DO THIS: Rewrite every line of all the entries below, requests included, with each point coordinate in the answers multiplied by 1.6 and rounded to the nearest whole number, halves rounding up. Leave the numbers in the requests, including their sample coordinates, unchanged.

DATASET EXTRACT:
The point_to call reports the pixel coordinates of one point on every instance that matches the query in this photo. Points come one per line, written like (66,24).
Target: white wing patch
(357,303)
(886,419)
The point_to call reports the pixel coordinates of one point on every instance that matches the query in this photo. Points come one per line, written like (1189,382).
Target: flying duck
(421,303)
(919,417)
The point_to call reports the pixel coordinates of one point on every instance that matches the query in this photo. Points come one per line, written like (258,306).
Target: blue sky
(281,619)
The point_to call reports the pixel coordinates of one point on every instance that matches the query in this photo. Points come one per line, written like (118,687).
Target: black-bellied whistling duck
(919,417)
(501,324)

TASK OUTPUT:
The point_to call reports the pixel coordinates of one point on every instance that matches the query in this photo. Points come one per line, written like (66,24).
Target: white wing patch
(571,485)
(1418,670)
The point_to call reports the pixel coordinates of one point on every instance that matches the query in this photo. Points come one per line, written like (1189,382).
Target: flying duck
(674,485)
(1470,667)
The point_to call reports the pixel coordinates of one point on every instance that matches the query in this photo. Points come one per line, written like (258,306).
Target: blue sky
(450,990)
The point_to call reports the pixel coordinates of one point on every instance that matches the query in this photo. Points come one per line, written like (118,687).
Target: black-bellied whistling duck
(1470,667)
(802,518)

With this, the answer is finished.